Starting with the line that contains "Wanted | a point on the race car rear wheel, one", reproduce each line through the end of the entries exactly as written.

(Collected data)
^^^^
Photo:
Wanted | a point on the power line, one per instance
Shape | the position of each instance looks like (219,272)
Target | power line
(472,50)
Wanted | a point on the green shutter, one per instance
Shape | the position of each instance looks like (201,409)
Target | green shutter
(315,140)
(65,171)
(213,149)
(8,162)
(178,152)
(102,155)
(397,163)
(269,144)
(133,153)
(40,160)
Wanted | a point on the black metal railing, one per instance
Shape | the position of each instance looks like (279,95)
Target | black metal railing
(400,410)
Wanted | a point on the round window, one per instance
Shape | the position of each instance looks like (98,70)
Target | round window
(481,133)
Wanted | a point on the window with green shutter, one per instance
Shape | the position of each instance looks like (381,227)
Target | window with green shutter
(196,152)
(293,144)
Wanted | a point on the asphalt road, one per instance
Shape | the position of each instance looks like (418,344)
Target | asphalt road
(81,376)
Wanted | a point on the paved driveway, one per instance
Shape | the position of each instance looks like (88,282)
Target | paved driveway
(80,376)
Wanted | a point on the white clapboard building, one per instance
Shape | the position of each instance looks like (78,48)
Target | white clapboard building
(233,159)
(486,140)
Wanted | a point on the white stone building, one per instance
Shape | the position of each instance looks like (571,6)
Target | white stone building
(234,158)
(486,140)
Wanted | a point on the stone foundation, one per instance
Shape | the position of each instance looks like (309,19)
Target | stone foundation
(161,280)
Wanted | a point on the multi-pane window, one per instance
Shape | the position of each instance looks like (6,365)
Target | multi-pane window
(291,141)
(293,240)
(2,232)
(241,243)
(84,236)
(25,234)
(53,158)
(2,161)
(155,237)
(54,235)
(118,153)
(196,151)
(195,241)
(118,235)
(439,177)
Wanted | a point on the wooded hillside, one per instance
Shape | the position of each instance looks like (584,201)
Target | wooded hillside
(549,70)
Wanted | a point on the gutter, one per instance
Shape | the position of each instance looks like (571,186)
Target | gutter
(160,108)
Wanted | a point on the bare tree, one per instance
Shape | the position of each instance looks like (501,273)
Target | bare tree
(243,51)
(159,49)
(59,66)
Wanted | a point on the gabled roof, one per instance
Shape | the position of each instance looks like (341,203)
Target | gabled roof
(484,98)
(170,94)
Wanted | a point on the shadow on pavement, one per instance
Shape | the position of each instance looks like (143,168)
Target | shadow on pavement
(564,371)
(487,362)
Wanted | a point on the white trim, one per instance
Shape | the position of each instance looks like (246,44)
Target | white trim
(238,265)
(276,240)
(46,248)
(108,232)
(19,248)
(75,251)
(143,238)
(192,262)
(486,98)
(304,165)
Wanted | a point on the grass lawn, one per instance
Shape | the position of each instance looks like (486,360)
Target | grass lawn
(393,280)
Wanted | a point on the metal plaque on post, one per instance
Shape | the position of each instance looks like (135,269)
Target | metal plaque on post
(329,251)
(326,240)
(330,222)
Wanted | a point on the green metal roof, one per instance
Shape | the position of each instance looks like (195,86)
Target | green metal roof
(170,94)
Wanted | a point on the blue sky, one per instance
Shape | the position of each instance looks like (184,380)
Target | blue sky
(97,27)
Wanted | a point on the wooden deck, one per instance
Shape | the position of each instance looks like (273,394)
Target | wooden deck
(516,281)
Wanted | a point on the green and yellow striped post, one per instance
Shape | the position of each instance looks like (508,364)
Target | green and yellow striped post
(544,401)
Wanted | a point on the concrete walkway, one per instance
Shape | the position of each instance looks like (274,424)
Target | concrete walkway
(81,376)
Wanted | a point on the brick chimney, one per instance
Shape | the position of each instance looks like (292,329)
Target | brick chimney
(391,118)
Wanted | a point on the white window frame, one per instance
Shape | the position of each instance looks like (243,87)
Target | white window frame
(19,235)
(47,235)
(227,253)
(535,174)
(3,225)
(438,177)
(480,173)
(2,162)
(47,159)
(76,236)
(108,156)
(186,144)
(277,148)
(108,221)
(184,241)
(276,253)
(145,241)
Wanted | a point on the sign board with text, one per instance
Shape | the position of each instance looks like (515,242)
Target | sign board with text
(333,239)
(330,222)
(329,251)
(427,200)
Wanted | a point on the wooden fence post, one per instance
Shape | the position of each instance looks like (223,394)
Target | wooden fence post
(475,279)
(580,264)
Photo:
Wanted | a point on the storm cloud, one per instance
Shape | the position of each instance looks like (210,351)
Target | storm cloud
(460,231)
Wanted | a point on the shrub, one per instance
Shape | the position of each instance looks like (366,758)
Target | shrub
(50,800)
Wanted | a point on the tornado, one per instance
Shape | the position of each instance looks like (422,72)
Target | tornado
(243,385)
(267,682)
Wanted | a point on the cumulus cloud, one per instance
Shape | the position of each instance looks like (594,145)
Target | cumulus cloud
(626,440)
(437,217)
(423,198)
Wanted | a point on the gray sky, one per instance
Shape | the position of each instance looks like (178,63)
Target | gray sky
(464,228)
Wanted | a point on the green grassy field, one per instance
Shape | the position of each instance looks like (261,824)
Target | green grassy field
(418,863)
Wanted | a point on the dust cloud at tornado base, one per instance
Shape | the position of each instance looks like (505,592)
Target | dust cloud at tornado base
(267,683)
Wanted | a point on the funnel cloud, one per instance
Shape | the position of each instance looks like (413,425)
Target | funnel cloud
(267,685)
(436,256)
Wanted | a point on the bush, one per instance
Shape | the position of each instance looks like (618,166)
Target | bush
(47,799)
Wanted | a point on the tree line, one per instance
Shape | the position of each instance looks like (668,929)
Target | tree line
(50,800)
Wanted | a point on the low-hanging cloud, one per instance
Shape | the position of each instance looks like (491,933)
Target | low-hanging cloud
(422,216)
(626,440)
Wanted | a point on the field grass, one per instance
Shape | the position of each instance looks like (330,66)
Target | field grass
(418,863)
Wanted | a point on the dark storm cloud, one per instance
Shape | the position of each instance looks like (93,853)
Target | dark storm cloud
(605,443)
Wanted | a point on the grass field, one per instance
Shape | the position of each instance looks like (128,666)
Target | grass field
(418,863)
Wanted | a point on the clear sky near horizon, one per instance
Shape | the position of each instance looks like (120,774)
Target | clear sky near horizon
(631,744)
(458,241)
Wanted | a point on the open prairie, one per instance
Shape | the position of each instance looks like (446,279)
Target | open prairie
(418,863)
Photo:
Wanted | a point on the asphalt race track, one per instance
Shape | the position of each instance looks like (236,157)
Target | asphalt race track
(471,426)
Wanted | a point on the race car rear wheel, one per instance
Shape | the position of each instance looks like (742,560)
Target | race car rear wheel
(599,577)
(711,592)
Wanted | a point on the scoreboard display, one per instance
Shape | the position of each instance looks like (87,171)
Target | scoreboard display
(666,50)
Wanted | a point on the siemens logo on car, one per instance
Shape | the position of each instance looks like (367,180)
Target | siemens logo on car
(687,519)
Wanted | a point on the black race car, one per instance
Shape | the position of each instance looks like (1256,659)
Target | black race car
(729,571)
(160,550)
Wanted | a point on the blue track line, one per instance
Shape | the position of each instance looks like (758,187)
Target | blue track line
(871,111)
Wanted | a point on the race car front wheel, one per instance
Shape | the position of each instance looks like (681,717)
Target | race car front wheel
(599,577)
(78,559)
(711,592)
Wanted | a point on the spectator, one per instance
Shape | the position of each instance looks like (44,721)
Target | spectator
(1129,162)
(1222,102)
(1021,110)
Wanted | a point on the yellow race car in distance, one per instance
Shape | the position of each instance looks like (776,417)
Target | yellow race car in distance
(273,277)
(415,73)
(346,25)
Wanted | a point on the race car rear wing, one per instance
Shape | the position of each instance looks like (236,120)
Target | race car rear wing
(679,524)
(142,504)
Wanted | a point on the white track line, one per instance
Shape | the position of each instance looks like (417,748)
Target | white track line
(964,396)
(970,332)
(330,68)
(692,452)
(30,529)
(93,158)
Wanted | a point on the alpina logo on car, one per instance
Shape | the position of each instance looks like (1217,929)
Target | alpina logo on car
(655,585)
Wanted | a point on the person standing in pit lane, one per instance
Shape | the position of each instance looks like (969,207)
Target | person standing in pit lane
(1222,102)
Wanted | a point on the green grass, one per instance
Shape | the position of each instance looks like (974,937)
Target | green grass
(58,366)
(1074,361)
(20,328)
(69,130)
^^^^
▶ _Result_
Wanted | a point on the race car rear wheel, one per instance
Shape | the position of each instance looks like (742,560)
Target | race car rear wheel
(599,577)
(711,592)
Wanted | a point on the scoreboard display, one per instance
Shape | the position of each instance looks like (87,171)
Target | scoreboard display
(666,50)
Wanted | a point on the siemens logo on car, one per instance
Shape | the position of each instance looks like (367,180)
Target | siemens logo on car
(687,519)
Wanted | a point on the black race car, one per instance
Shape | the position of each instance looks like (1256,659)
Target | black race car
(729,571)
(160,550)
Wanted | a point on the blue track line, one per instance
Shape | the position of each instance looks like (758,187)
Target | blue track line
(871,111)
Wanted | a point on the race car front wheel, one per instance
Shape | the position of each instance looks like (681,717)
Target | race car front wheel
(599,577)
(78,559)
(711,592)
Wanted | a point on the spectator, one per instance
Shape | the position of each instance looks like (44,721)
Target | spectator
(1129,162)
(1222,102)
(1021,110)
Wanted | a point on the yellow race car in distance, one per instance
Shape | the position of each instance looks like (776,417)
Target | yellow race car in distance
(273,277)
(415,73)
(346,25)
Wanted | a point on the race car rear wing, one per instance
Shape | the position of each instance looks like (236,120)
Target | race car rear wing
(679,524)
(142,504)
Wanted | a point on the white track line, one per instance
Shape | the position of each instance looks like (417,748)
Target | white track line
(964,396)
(970,332)
(330,68)
(692,452)
(30,529)
(93,158)
Wanted | a point on the alpina logo on car, one per instance
Shape | the position of each instance looks like (1217,929)
Target | alpina logo on car
(655,585)
Wanted | a point on the person standing in pit lane, one per instance
Shape | the position of each instance looks like (969,207)
Target | person standing in pit lane
(1222,102)
Wanted | a point on the green grass, one per instance
Shape | the position of each instance looks like (974,937)
Target | green grass
(58,366)
(1074,361)
(20,328)
(69,130)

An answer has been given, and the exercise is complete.